Görev tanımı »
Kesintilerden çıkarılan dersler ve alınabilecek önlemler üzerine aşağıdaki metni hiçbir harfini değiştirmeden baştan sona geri ver.

Seçki »
__________

Bu süreçten çıkarılması gereken birçok önemli ders bulunuyor. Güncellemeler öncesi ve sonrası kapsamlı test süreçlerinin uygulanması, benzer sorunların önlenmesi açısından kritik öneme sahiptir. Uluslararası altyapı sağlayıcıların tüm bu süreçleri gözden geçirmesinin ve daha sıkı test protokolleri uygulamalarının önemi yeniden gözler önüne serilmiştir.

 

Yaşanan sorun ne kadar büyük olursa olsun, etkilenen tüm paydaşlarla ve kullanıcılarla hızlı iletişim kurmanın ve şeffaf olmanın önemi bir kez daha ortaya çıkmıştır. Büyük kesintiler sırasında, kullanıcılarla etkili iletişim, olayın nedenleri ve çözüm süreçleri hakkında şeffaf bilgi paylaşımı, kullanıcı güvenini artıran ve panik havasını dağıtan en önemli unsurlardandır.

 

Geriye dönüş planları sayesinde, yapılan hatadan hızlıca geri dönülebilir olması zararı minimuma indirgeyecektir. Sistem güncellemeleri sırasında yaşanabilecek olası aksaklıklar için geri dönüş planlarının (rollback) hazırlanması, kesinti süresini minimize edecektir. Bulut hizmeti sağlayıcılarının, kesintilere karşı yedekleme ve felaket kurtarma planlarını sürekli güncellemesi ve test etmesi de bu tip sorunların hızlıca çözümünde son derece önemlidir.

 

ALINABİLECEK ÖNLEMLER

 

Bu tür olayların tekrar yaşanmaması için yazılım entegrasyonu ve test süreçlerinin iyileştirilmesinde olası tüm senaryolar dikkate alınarak değerlendirilmelidir. Güncelleme süreçlerinde siber güvenlik önlemleri gözden geçirilmeli ve mümkün olduğunca bağımsız güvenlik denetimleri artırılmalıdır. Gelişmiş izleme sistemleri aracılığıyla sistemlerdeki anormallikleri hızlıca tespit edebilecek izleme sistemleri kurulmalı ve bu sistemlerin etkinliği düzenli olarak test edilmelidir. Olası kesintiler için kriz yönetim protokolleri oluşturulmalı ve bu protokoller periyodik olarak simülasyonlarla test edilmelidir.

__________

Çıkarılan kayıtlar
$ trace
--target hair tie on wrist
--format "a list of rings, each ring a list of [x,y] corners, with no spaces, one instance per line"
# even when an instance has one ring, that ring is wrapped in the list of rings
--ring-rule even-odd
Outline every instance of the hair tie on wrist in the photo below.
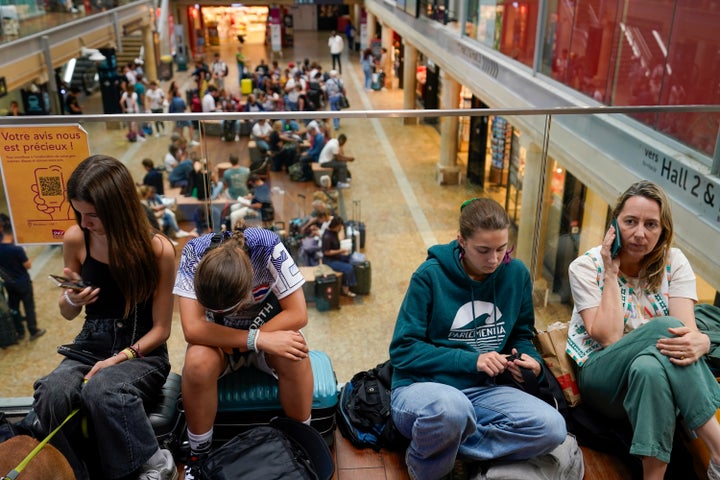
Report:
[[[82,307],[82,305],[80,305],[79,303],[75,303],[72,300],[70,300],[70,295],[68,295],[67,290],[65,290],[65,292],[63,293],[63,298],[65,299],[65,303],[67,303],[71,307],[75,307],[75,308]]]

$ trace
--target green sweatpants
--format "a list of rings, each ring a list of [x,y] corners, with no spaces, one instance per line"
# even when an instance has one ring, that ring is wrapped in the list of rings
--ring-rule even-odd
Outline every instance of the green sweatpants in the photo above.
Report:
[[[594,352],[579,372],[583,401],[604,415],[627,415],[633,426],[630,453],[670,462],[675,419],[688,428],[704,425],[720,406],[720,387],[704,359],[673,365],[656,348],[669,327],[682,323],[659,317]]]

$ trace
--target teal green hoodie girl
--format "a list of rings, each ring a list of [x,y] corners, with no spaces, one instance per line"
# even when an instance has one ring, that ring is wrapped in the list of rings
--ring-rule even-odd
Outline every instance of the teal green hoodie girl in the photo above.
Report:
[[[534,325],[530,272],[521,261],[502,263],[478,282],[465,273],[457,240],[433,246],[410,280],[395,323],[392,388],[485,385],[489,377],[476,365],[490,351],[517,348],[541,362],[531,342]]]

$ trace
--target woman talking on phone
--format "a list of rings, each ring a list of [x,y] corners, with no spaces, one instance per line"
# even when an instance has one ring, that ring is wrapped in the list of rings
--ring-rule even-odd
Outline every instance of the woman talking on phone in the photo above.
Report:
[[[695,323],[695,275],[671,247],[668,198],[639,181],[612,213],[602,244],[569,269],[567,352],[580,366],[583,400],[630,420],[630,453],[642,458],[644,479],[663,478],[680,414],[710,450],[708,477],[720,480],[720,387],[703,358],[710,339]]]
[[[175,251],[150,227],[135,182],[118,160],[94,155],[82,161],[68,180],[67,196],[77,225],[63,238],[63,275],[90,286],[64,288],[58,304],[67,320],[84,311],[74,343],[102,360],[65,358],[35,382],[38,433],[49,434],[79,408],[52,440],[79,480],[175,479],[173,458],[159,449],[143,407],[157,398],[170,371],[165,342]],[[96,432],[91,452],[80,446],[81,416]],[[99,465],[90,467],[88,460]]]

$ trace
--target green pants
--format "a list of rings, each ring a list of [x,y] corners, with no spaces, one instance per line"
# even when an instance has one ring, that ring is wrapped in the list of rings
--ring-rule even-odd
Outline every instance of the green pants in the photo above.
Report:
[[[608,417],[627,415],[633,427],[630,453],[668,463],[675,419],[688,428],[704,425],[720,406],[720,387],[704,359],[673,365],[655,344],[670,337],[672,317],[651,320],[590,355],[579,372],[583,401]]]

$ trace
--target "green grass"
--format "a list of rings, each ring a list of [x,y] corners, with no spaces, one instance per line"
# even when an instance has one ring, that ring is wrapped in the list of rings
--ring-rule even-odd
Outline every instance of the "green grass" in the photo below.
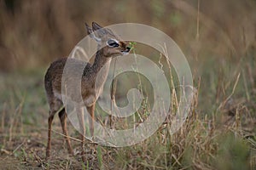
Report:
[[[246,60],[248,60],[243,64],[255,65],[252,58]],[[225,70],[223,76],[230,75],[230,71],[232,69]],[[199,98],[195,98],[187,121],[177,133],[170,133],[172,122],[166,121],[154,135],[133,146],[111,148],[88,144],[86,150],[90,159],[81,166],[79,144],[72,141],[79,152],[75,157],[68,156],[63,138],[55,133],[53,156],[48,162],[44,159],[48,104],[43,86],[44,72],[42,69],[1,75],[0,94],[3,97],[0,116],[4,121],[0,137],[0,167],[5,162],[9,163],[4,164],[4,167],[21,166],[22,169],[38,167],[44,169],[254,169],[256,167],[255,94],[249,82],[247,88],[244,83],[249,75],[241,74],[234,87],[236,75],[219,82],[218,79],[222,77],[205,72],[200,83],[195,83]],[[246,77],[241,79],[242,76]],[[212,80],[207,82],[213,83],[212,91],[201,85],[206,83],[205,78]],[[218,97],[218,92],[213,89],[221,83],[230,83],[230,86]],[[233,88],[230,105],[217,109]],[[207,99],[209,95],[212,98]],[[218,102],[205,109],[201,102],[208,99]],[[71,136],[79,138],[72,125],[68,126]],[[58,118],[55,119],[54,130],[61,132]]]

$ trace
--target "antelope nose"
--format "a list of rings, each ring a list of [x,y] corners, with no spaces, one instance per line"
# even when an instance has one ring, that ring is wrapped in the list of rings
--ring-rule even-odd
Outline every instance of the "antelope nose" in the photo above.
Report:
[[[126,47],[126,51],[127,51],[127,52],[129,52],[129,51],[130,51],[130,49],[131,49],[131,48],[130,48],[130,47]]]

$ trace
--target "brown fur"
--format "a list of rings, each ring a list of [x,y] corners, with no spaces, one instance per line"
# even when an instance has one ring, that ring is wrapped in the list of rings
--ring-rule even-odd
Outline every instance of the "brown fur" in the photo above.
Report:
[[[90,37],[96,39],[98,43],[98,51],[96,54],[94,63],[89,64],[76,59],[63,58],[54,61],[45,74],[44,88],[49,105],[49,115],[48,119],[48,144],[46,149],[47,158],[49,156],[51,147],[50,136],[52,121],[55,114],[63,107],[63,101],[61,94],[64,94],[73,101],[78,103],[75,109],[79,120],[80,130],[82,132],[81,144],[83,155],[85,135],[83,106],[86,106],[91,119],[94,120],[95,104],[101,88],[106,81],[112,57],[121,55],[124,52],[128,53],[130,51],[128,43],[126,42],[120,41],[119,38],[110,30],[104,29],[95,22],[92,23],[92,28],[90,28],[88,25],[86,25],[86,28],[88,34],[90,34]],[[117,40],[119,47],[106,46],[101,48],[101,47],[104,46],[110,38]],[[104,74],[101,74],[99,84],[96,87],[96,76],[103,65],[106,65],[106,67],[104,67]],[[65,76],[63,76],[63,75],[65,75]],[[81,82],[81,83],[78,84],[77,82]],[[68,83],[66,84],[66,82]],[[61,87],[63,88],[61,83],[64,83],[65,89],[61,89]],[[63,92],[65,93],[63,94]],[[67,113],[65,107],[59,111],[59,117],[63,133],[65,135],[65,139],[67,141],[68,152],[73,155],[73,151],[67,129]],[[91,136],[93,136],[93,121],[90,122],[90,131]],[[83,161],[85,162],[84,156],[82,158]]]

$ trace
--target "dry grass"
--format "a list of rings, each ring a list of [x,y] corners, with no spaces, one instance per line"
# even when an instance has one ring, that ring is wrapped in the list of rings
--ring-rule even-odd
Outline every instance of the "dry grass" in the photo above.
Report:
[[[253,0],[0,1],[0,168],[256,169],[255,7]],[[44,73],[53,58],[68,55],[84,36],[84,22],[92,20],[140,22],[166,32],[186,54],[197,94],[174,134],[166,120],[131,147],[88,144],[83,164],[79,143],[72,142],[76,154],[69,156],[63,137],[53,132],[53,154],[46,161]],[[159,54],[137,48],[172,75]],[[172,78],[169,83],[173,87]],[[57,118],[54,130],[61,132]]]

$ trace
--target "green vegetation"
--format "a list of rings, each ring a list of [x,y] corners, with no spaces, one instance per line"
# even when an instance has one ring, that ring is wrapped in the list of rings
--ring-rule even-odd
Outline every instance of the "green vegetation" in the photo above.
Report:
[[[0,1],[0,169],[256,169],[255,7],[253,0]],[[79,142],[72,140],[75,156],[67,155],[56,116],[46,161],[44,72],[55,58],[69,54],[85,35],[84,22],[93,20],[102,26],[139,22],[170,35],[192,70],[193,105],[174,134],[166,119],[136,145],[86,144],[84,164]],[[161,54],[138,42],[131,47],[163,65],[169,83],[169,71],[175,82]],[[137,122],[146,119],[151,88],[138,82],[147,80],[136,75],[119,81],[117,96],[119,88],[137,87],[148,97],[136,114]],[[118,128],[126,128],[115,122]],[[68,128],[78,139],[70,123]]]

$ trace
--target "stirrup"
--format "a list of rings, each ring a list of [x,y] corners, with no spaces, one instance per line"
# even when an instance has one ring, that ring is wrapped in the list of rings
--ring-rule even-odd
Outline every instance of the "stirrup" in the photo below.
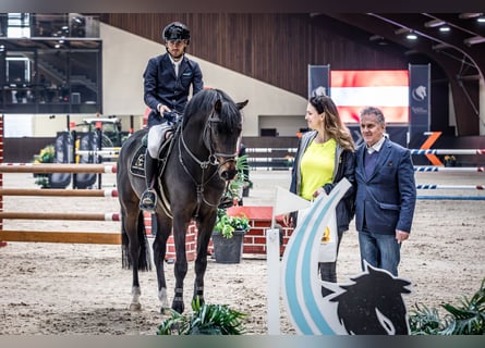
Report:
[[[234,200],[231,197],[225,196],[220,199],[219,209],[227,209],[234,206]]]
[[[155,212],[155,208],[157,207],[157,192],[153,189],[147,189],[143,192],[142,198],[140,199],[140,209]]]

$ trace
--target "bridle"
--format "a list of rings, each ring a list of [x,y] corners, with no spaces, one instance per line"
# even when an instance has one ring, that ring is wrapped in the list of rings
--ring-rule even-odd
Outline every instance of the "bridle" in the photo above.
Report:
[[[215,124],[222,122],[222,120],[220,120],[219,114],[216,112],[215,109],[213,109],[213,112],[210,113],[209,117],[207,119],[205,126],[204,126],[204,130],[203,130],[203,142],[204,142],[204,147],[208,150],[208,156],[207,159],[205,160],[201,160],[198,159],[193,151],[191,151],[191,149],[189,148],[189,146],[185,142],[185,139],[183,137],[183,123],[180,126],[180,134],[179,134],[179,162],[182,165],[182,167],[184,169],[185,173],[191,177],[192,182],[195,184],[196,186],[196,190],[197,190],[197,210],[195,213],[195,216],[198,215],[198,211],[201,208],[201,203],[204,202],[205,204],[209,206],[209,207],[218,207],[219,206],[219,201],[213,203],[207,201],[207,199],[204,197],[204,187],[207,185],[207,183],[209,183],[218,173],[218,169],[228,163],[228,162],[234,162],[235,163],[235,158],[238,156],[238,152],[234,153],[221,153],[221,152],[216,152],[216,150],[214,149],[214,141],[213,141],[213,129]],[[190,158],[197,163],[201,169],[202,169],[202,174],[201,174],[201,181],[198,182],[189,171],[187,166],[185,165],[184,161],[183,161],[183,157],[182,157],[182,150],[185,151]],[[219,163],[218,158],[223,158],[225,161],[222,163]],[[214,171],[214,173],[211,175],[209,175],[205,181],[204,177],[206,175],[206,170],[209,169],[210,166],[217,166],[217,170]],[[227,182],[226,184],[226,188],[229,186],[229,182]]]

__________

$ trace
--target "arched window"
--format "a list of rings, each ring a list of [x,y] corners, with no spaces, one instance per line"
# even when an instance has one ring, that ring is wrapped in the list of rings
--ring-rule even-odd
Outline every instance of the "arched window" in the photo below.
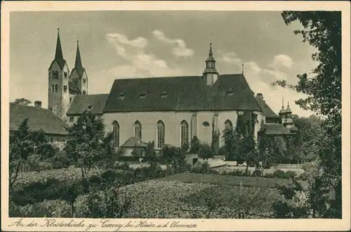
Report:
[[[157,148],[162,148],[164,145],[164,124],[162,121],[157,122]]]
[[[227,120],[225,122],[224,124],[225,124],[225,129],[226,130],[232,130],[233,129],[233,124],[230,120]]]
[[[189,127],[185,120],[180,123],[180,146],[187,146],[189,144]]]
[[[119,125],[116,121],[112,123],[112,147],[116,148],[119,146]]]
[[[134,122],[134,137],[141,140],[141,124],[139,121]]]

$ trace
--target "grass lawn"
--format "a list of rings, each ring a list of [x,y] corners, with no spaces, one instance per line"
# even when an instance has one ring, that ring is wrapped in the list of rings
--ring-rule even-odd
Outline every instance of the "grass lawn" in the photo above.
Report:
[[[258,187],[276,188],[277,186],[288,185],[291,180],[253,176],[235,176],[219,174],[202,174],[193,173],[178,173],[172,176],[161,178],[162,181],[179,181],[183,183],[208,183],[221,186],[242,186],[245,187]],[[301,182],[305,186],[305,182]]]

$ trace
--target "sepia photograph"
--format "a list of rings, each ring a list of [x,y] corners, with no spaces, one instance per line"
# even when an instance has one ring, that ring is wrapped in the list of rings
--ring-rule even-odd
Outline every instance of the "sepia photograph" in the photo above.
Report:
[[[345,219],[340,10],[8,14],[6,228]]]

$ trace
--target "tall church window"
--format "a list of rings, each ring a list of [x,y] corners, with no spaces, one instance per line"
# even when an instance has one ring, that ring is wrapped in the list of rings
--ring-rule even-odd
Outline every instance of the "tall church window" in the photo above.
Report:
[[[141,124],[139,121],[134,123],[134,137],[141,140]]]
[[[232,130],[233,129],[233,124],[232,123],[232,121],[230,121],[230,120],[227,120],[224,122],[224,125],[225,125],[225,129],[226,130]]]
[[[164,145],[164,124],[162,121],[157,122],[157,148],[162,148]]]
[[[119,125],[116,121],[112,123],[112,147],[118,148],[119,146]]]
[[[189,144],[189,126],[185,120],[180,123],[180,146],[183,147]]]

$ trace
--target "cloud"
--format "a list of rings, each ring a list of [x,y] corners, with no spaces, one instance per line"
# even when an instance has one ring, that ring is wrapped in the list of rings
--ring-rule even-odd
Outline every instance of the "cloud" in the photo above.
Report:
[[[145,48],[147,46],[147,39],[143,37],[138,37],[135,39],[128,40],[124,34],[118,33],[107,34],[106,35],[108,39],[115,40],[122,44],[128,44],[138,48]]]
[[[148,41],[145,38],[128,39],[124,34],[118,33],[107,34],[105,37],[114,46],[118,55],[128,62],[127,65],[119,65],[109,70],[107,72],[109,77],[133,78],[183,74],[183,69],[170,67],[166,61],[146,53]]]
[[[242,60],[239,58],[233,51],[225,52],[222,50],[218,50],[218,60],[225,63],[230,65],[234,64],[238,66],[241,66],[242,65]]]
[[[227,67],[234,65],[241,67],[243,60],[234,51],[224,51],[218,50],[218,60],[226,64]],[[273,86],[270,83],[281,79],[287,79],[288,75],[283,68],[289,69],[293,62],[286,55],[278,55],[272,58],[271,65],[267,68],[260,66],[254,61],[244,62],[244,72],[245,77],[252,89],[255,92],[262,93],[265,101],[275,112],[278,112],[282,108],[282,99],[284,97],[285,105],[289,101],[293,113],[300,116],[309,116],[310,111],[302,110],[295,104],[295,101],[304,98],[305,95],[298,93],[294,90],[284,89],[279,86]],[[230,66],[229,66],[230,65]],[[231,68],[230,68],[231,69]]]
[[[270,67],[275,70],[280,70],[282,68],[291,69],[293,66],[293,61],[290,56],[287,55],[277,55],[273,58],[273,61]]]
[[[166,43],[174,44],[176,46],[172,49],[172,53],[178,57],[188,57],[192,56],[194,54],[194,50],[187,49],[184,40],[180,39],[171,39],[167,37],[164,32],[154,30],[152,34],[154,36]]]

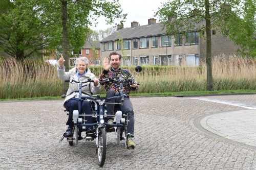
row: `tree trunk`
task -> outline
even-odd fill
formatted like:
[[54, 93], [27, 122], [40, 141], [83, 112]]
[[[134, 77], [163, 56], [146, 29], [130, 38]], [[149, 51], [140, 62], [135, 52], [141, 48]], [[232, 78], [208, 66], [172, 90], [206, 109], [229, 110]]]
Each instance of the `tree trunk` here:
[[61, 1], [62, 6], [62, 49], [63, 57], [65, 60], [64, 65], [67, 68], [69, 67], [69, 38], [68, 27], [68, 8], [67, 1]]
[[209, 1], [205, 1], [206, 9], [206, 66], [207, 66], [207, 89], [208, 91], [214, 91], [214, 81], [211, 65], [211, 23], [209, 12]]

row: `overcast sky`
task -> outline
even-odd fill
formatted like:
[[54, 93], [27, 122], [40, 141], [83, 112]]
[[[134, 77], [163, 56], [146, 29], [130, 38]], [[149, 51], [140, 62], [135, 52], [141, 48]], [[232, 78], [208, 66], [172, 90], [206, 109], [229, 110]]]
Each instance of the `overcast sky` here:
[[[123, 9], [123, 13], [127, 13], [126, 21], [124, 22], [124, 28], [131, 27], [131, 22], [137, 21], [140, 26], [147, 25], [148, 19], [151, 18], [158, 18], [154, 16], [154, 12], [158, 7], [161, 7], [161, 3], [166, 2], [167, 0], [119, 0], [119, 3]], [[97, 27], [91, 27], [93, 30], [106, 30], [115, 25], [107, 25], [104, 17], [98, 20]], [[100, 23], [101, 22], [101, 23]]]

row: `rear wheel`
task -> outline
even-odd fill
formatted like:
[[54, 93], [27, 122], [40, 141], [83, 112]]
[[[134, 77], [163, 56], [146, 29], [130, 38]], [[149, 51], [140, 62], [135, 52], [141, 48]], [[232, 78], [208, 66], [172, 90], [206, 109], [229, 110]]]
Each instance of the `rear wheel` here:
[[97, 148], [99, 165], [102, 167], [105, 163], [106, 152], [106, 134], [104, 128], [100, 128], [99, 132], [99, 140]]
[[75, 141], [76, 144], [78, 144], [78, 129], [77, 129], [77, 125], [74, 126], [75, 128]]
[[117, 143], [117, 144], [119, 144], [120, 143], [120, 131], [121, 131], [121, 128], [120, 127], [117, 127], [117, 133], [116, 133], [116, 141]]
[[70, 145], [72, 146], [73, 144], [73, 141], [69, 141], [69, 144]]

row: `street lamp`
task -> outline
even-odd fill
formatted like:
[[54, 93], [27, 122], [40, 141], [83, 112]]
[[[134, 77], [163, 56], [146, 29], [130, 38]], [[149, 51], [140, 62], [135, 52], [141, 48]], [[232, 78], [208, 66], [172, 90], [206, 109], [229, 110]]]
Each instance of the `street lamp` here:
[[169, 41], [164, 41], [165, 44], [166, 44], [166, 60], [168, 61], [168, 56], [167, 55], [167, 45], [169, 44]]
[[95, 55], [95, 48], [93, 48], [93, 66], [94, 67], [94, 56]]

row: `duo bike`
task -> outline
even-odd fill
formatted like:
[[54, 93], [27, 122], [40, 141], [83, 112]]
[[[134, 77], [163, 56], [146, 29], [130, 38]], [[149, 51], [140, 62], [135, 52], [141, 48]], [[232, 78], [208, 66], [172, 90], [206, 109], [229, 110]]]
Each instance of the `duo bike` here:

__________

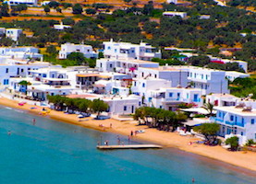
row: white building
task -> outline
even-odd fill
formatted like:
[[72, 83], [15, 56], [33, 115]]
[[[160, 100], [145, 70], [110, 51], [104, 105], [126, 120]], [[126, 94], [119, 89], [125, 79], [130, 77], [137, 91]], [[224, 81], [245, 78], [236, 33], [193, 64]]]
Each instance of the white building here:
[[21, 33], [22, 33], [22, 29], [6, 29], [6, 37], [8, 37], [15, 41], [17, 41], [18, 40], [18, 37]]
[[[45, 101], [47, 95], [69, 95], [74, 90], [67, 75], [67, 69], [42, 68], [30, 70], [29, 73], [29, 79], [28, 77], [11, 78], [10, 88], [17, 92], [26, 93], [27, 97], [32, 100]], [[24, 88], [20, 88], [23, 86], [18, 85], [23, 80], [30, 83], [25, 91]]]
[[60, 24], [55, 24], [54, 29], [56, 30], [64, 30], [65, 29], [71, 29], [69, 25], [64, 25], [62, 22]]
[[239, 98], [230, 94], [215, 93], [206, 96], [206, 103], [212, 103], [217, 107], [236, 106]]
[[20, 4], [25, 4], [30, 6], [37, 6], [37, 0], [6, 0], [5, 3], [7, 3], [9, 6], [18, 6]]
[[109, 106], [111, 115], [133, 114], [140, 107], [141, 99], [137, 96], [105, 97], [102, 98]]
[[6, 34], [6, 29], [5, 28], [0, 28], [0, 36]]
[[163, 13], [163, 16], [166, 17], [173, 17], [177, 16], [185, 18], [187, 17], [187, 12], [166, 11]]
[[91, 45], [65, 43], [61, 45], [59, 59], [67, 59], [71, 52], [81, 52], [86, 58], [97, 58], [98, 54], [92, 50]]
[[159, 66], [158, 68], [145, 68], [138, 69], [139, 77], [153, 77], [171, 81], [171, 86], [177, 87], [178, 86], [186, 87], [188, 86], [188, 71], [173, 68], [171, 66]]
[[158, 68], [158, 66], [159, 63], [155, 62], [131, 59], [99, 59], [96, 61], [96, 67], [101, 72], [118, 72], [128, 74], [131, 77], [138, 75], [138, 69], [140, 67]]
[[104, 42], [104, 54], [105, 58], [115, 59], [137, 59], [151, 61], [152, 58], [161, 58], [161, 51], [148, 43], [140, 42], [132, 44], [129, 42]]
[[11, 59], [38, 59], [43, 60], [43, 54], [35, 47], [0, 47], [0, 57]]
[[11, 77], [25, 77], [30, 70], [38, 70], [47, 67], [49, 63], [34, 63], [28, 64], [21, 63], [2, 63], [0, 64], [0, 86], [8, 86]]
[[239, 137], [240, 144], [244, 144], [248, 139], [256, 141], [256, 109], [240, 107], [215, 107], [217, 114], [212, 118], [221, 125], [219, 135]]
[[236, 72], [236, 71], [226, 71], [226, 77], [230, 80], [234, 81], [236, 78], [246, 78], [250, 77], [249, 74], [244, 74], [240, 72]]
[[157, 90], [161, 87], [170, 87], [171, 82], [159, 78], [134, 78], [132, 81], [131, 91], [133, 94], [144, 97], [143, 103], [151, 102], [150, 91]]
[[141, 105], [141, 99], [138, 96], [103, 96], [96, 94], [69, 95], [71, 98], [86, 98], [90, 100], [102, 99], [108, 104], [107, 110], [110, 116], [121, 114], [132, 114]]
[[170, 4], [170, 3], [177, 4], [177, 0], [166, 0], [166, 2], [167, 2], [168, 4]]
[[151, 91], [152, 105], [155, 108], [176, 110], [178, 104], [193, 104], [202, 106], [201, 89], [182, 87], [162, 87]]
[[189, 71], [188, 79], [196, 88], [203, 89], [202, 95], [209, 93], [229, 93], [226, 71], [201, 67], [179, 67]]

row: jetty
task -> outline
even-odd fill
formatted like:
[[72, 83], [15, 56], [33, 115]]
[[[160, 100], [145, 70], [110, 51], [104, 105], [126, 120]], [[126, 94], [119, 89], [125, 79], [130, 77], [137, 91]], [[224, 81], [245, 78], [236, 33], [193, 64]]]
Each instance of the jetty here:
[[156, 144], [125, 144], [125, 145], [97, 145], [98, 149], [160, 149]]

__________

Görevin yanıtı »
Bu süreçten çıkarılması gereken birçok önemli ders bulunuyor. Güncellemeler öncesi ve sonrası kapsamlı test süreçlerinin uygulanması, benzer sorunların önlenmesi açısından kritik öneme sahiptir. Uluslararası altyapı sağlayıcıların tüm bu süreçleri gözden geçirmesinin ve daha sıkı test protokolleri uygulamalarının önemi yeniden gözler önüne serilmiştir.

 

Yaşanan sorun ne kadar büyük olursa olsun, etkilenen tüm paydaşlarla ve kullanıcılarla hızlı iletişim kurmanın ve şeffaf olmanın önemi bir kez daha ortaya çıkmıştır. Büyük kesintiler sırasında, kullanıcılarla etkili iletişim, olayın nedenleri ve çözüm süreçleri hakkında şeffaf bilgi paylaşımı, kullanıcı güvenini artıran ve panik havasını dağıtan en önemli unsurlardandır.

 

Geriye dönüş planları sayesinde, yapılan hatadan hızlıca geri dönülebilir olması zararı minimuma indirgeyecektir. Sistem güncellemeleri sırasında yaşanabilecek olası aksaklıklar için geri dönüş planlarının (rollback) hazırlanması, kesinti süresini minimize edecektir. Bulut hizmeti sağlayıcılarının, kesintilere karşı yedekleme ve felaket kurtarma planlarını sürekli güncellemesi ve test etmesi de bu tip sorunların hızlıca çözümünde son derece önemlidir.

 

ALINABİLECEK ÖNLEMLER

 

Bu tür olayların tekrar yaşanmaması için yazılım entegrasyonu ve test süreçlerinin iyileştirilmesinde olası tüm senaryolar dikkate alınarak değerlendirilmelidir. Güncelleme süreçlerinde siber güvenlik önlemleri gözden geçirilmeli ve mümkün olduğunca bağımsız güvenlik denetimleri artırılmalıdır. Gelişmiş izleme sistemleri aracılığıyla sistemlerdeki anormallikleri hızlıca tespit edebilecek izleme sistemleri kurulmalı ve bu sistemlerin etkinliği düzenli olarak test edilmelidir. Olası kesintiler için kriz yönetim protokolleri oluşturulmalı ve bu protokoller periyodik olarak simülasyonlarla test edilmelidir.